--- start Page extract ---

In 1941, Rexair merged with the Martin-Parry Corporation of Toledo, Ohio, providing Rexair with expanded manufacturing capabilities. During the war, Rexair and Martin-Parry produced radar cases, rocket launchers and ship partitions and linings to aid the war effort.

Around 1948, J. V. "Sandy" Sanders (a salesman from Owensboro, Kentucky) saw a demonstration of the Rexair and came to Detroit, Michigan, determined to become "The best salesman the company ever had!". In 1953, "Sandy" became one of five Regional Managers in Rexair's newly aligned national sales organization.

A newly designed Rexair Cleaner was released in 1955 with a motor allegedly twice as powerful as its predecessor. Rexair executives rechristened it the "Rainbow" with one ad reading, "Now your home can be fresh as a rainbow".

In 1969, Rexair opened a 100,000 square foot manufacturing facility in Cadillac, Michigan. New attachments were developed: the Power Nozzle and AquaMate, among others. The new Rainbow D3 was launched in 1980, the first major model change in twenty years. The D3 was the first Rainbow approved for "wet pick-up".

In 1959, Sanders and Associates purchased Rexair. J. V. Sanders was now in control of Rexair. He attempted to develop what he called the "Rainbow Opportunity".

As early as 1947, Rexair had branch locations in Canada, Cuba and Mexico. In the 1980s, Rexair developed an international sales and distribution network, and the Rainbow was modified to meet the specific demands of countries around the world. In 1986, Rexair celebrated its Golden Anniversary by launching its newest Rainbow, the D4.

In 2001, Paul Vidovich took charge of Rexair, as president and CEO, and in 2002, he also assumed the responsibilities of chairman. Paul began his career in the business in 1971. He rose through the ranks via the direct selling business.

In 2015, Rexair LLC was owned by public company Jarden. In April 2016, Jarden was purchased by Newell-Rubbermaid and the companies were merged. Newell Brands was now the owner of Rexair LLC. Newell Brands is a publicly held company.

On 26 February 2019 Newell Brands announced it would be selling its Rexair business, the maker of Rainbow vacuum products, to private-equity firm Rhone Capital. Financial terms of the deal were not disclosed.

--- end Page extract ---

Which cities does the Rexair history name? The records are from a different source than the Rexair history.

--- start Data ---

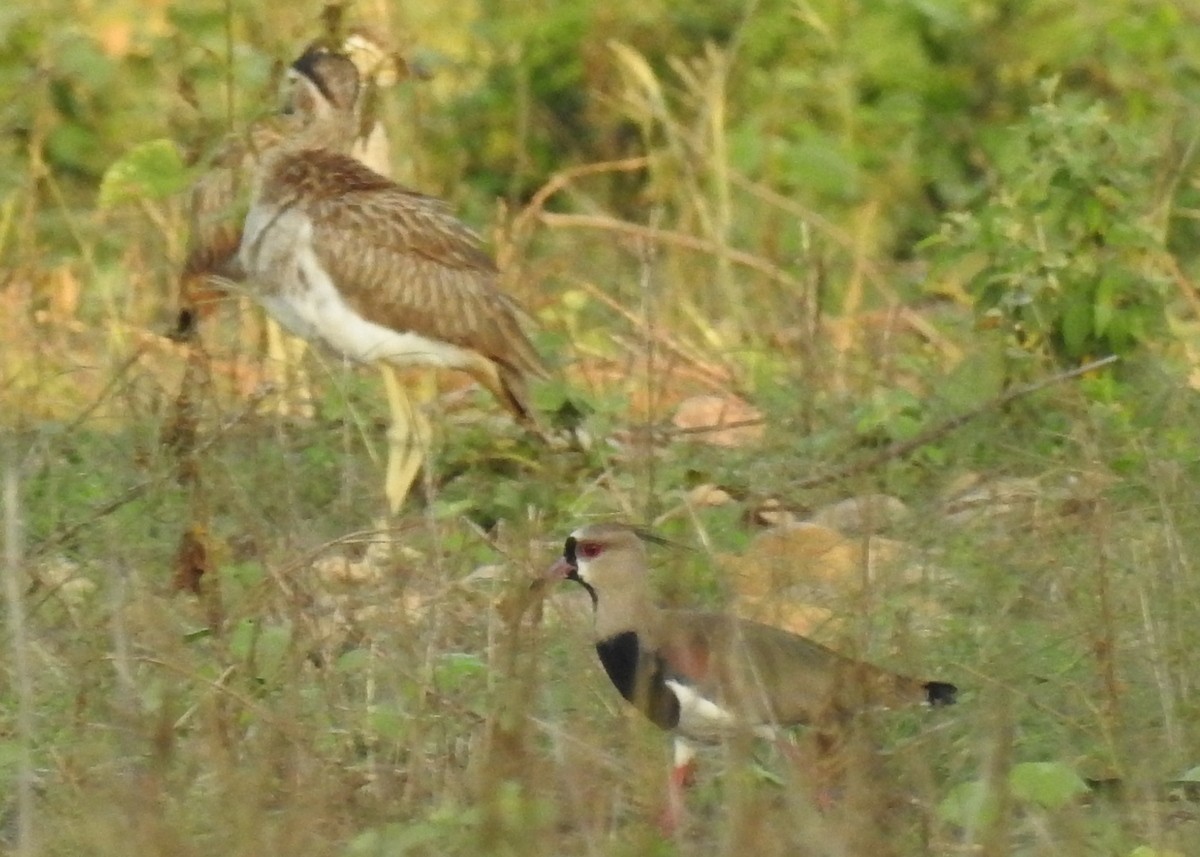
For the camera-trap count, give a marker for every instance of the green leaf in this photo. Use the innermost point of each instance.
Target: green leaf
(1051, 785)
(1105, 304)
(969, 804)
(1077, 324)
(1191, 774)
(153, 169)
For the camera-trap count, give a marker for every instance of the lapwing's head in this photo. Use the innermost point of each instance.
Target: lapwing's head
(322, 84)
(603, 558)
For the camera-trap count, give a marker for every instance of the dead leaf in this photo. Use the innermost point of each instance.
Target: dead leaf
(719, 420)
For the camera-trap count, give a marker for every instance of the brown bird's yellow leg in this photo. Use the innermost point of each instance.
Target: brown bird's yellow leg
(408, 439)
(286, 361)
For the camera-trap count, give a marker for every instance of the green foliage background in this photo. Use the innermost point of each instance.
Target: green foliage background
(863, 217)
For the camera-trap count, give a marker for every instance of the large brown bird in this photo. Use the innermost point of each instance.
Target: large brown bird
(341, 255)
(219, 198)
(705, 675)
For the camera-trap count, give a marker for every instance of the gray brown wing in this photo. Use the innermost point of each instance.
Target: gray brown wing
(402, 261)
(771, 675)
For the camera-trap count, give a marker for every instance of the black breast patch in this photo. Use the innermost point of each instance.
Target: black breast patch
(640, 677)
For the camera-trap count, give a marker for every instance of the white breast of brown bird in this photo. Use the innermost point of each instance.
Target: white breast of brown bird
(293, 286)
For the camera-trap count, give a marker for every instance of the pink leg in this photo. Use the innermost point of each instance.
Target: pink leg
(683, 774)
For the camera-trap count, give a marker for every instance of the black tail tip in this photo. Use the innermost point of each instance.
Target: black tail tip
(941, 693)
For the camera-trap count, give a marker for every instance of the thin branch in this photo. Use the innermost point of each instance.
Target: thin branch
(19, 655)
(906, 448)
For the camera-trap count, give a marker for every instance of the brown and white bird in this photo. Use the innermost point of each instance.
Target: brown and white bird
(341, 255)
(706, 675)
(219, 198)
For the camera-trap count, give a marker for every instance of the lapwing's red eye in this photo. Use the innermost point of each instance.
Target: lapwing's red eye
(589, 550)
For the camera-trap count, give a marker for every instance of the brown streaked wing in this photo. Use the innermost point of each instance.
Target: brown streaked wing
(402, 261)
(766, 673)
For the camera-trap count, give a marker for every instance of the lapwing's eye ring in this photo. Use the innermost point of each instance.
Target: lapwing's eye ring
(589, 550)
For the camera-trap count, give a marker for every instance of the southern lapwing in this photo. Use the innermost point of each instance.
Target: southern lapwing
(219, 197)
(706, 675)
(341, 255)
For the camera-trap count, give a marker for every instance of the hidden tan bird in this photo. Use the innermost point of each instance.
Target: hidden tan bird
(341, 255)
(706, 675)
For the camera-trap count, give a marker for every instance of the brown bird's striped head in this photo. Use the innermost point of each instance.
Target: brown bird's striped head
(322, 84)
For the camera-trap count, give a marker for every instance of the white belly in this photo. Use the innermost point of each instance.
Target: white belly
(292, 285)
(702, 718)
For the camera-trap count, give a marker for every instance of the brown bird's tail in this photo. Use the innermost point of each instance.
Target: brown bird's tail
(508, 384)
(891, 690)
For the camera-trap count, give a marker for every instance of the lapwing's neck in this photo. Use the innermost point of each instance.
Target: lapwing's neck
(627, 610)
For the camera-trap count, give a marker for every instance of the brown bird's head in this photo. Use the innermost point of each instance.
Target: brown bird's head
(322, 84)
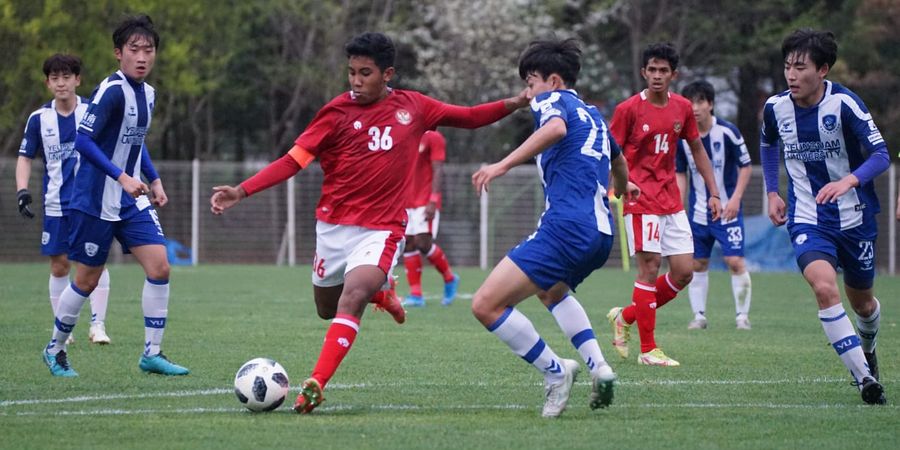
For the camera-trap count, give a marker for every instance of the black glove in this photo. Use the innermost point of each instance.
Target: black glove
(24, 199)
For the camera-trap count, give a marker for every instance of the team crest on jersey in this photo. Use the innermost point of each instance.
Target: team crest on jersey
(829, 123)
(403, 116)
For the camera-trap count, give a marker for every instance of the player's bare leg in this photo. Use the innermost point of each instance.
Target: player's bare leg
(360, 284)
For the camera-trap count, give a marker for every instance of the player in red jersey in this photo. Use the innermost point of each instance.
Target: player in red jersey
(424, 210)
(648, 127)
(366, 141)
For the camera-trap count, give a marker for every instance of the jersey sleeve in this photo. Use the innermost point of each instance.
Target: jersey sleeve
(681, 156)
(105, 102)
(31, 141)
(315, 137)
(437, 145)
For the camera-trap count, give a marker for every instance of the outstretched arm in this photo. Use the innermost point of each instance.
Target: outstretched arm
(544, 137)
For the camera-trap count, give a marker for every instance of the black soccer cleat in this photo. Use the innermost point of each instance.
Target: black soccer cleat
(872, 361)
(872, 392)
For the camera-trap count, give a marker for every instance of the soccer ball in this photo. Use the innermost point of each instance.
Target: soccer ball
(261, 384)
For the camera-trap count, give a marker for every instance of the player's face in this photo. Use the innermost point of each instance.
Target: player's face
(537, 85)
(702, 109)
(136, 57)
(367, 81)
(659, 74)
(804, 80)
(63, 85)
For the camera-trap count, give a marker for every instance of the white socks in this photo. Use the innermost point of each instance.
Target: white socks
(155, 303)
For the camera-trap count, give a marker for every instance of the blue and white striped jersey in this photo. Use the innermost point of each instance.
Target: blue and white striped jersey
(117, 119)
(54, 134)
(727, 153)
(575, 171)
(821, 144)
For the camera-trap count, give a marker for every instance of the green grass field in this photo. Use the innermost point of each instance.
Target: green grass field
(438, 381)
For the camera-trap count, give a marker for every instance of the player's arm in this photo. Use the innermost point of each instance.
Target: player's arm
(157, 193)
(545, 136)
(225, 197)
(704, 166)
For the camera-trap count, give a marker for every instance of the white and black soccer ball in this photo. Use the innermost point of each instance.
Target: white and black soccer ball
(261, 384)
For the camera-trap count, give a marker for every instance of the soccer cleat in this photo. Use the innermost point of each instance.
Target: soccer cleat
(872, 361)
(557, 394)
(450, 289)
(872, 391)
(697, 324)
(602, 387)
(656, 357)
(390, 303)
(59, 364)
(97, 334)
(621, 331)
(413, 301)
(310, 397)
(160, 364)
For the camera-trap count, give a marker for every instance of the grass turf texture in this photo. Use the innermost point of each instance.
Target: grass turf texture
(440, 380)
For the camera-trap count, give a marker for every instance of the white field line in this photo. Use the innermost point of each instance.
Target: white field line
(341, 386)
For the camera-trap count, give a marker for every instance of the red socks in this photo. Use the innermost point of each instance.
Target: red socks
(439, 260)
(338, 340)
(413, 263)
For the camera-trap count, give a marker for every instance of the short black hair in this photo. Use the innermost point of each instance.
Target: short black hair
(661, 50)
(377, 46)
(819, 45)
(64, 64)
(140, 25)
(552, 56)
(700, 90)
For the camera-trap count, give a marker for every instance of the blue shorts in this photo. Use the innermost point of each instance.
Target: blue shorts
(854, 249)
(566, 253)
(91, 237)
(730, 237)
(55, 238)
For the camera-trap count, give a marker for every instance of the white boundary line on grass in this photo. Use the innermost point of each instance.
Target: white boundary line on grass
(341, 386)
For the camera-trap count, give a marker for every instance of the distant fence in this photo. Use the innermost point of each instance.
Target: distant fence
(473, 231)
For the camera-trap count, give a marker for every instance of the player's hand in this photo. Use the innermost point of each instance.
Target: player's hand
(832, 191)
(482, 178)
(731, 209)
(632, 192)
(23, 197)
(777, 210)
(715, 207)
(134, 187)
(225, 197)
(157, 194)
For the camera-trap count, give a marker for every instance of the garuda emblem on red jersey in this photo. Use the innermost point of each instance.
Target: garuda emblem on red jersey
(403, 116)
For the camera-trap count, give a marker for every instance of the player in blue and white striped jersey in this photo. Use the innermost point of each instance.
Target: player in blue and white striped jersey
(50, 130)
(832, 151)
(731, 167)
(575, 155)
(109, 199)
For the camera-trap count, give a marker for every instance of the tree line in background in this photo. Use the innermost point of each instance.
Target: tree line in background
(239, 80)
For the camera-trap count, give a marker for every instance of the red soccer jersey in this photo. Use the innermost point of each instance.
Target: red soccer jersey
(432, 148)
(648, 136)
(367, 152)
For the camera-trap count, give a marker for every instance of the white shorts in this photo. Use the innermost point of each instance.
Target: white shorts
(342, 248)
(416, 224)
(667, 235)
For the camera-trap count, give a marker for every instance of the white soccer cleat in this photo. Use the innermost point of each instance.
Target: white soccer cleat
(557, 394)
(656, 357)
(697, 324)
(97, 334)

--- end Data ---

▶ **Answer in full**:
Toledo, Ohio; Owensboro, Kentucky; Detroit, Michigan; Cadillac, Michigan